::: Text for analysis
The Tribunal has also considered, and does not believe, the applicant’s claim that her family have refrained from reporting her ex-husband to the police despite his threats to harm them because of her son who cannot be separated from her ex-husband or he cannot sleep. Given her son reportedly spends time with her family away from her ex-husband on a regular basis such as during school holidays, the Tribunal does not accept the claim that her son cannot be separated from her ex-husband, or that her family have concerns for her son’s separation anxiety which prevents them from reporting her ex-husband for threating them.
The Tribunal has also considered the applicant’s claimed experience of relocation to Kuantan where she was allegedly found by one of her ex-husband’s brothers as the basis for her claim that it is futile for her to relocate as a means of avoiding the risk of harm from her ex-husband and his siblings. The Tribunal accepts the applicant may have moved briefly to Kuantan in early 2018, but in the absence of substantive evidence that she moved to Kuantan to avoid her ex-husband and that she was found despite keeping her movement and location secret from her ex-husband, the Tribunal is unable to be satisfied that it demonstrates the futility of relocation. In event, the Tribunal would not have accepted a claim that evasion of harm from her ex-husband was the reason for her move to Kuantan, given the applicant’s evidence that her ex-husband only began threatening her after she came to Australia.
For all the reasons discussed above, the Tribunal has serious concerns about the credibility of the applicant’s claims and evidence. In other words, although the Tribunal accepts the applicant’s ex-husband is a drug user and that his drug use and addiction is the root cause of their separation and eventual divorce, the Tribunal does not accept that her ex-husband has threatened to beat her and her current husband up if they returned to Malaysia, nor does the Tribunal accept that her ex-husband has threatened her family with physical violence. It follows, therefore, that the Tribunal is not satisfied there is a real chance that the applicant would be seriously harmed by her ex-husband and/or his siblings if she returned to Malaysia, whether now or in the reasonably foreseeable future.
Next, the Tribunal will turn to the applicant’s claims with respect to fear of economic harm. The latest DFAT Country Information Report for Malaysia dated 24 June 2024 reports:
“The World Bank classifies Malaysia as an upper middle-income, export-oriented economy. In 2022, real GDP growth was 8.7 per cent and per capita GDP was USD 11,993 (AUD 18,000). Since Independence, Malaysia has transformed from a commodity-based economy focused on producing rubber and tin, to a leading producer of electronic parts and electrical products, oil and natural gas, and a variety of other manufactured products. Malaysia has also developed its service sector, which now contributes half the country’s economic growth.
Malaysia’s strong economic performance over the last few decades has led to a significant reduction in poverty. Households living below the national poverty line of MYR 2,589 (AUD 864) fell from over 50 per cent in the 1960s, to less than less than 6.2 per cent in 2022. Persistent inequalities remain for indigenous peoples and the poorest 40 per cent of the population (known as the ‘B40’) who are the recipients of government assistance. Poverty rates are higher in rural areas, especially in Kelantan, Sabah, Sarawak and Kedah states.
::::::
::: Dataset extract
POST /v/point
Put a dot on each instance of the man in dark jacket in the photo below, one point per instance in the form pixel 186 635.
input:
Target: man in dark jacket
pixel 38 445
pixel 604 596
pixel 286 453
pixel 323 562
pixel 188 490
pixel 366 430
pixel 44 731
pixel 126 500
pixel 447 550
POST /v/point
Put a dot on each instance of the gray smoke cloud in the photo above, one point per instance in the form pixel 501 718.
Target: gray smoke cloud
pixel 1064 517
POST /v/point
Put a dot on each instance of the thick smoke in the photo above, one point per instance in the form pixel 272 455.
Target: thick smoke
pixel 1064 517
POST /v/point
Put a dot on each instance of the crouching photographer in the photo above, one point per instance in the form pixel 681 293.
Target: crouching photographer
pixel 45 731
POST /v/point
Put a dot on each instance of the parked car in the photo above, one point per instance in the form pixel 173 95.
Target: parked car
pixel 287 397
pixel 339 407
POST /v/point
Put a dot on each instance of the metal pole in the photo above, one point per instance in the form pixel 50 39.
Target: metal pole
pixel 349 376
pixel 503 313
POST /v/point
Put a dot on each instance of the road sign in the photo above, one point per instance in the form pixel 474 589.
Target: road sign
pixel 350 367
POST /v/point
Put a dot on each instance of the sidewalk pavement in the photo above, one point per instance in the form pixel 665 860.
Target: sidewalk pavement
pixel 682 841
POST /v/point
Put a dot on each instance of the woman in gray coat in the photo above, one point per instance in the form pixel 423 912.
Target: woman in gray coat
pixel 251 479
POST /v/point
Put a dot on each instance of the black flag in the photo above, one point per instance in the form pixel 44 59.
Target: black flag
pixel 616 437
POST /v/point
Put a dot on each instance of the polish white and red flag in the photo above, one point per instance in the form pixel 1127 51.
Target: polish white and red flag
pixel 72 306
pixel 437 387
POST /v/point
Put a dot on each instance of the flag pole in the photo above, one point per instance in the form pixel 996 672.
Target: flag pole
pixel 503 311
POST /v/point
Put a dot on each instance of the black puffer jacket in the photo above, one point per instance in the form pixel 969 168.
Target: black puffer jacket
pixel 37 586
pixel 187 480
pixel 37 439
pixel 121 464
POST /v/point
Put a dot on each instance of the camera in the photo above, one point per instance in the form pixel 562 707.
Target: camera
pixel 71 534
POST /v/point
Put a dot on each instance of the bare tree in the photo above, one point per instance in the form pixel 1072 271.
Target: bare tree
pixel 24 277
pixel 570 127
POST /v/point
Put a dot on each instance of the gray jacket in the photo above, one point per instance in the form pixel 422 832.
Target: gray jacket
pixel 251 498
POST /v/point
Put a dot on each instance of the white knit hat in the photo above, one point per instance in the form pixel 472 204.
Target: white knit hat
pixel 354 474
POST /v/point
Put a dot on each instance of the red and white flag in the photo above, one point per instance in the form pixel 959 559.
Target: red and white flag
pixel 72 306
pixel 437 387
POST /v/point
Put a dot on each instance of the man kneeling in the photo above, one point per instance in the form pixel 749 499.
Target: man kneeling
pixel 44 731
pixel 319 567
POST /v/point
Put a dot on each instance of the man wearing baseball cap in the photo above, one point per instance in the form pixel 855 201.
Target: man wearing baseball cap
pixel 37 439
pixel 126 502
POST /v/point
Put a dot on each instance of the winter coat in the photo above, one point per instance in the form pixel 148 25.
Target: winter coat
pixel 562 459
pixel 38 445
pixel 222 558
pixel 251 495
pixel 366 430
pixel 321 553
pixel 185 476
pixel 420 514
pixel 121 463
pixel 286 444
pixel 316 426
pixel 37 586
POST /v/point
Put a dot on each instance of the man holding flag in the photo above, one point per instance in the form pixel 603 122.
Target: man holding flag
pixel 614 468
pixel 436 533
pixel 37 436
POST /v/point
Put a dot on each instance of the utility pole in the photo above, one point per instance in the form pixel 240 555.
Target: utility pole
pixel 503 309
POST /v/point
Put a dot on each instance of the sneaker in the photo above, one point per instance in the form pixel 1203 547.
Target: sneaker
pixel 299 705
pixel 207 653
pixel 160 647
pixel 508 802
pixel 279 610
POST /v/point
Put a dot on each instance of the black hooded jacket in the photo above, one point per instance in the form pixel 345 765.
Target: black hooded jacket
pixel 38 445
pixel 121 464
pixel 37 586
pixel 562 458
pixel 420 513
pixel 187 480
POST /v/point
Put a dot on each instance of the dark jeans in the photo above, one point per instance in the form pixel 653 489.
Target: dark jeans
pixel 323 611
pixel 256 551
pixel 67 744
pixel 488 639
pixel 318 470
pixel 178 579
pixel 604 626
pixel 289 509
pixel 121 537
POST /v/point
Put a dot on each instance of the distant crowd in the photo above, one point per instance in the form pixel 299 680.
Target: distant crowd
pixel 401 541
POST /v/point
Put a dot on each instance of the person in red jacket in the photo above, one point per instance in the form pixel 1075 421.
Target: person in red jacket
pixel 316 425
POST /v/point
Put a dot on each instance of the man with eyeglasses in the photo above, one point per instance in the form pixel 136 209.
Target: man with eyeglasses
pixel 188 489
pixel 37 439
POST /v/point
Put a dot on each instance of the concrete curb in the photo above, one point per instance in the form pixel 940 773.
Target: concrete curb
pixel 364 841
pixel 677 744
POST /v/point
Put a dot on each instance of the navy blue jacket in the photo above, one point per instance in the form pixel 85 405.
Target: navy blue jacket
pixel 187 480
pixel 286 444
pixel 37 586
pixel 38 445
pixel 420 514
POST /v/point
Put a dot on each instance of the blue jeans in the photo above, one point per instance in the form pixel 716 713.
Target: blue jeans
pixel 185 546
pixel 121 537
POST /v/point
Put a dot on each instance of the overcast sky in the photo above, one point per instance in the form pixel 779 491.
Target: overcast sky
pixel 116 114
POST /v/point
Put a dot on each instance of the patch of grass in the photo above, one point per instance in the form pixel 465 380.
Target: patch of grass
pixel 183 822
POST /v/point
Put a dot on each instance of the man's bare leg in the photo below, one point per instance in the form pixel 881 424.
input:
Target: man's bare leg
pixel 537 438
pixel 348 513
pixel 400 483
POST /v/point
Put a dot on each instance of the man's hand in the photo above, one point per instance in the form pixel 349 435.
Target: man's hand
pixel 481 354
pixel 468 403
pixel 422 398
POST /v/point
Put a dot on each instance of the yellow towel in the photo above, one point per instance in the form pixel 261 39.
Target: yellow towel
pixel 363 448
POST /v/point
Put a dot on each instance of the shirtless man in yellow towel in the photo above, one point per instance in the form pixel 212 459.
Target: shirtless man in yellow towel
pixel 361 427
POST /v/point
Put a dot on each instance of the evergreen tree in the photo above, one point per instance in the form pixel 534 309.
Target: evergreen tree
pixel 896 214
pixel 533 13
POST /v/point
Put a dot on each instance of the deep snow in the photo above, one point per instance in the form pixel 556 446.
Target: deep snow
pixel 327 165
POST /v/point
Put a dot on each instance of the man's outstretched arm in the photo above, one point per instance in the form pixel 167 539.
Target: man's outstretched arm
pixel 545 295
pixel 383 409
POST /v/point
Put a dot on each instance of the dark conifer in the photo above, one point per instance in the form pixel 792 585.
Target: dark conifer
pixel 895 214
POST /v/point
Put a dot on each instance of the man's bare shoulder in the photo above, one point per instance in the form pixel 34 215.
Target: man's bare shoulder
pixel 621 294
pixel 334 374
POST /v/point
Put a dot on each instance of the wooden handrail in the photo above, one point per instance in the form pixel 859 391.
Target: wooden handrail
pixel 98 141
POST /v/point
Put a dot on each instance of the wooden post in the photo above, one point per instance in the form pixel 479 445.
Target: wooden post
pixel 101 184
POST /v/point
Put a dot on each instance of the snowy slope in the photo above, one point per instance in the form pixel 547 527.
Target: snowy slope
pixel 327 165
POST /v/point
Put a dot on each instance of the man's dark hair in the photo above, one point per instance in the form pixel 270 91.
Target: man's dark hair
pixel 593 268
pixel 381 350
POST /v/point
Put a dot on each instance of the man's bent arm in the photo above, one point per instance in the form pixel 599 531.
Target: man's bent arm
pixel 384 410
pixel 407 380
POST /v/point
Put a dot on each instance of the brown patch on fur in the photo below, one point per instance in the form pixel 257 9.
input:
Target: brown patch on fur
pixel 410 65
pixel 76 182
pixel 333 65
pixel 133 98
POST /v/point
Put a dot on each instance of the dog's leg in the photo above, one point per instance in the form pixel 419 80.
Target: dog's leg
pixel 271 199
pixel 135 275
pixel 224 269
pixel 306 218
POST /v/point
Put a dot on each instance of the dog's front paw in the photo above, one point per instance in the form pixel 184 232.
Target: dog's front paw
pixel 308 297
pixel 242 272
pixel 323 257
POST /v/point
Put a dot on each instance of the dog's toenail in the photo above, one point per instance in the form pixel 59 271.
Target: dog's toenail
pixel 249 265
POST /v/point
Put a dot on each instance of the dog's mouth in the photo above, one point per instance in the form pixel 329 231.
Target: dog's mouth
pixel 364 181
::::::
Activity. Copy the part of the tribunal decision text starting at "The Tribunal has also considered, and" and ending at "for threating them.", word for word.

Response to the task.
The Tribunal has also considered, and does not believe, the applicant’s claim that her family have refrained from reporting her ex-husband to the police despite his threats to harm them because of her son who cannot be separated from her ex-husband or he cannot sleep. Given her son reportedly spends time with her family away from her ex-husband on a regular basis such as during school holidays, the Tribunal does not accept the claim that her son cannot be separated from her ex-husband, or that her family have concerns for her son’s separation anxiety which prevents them from reporting her ex-husband for threating them.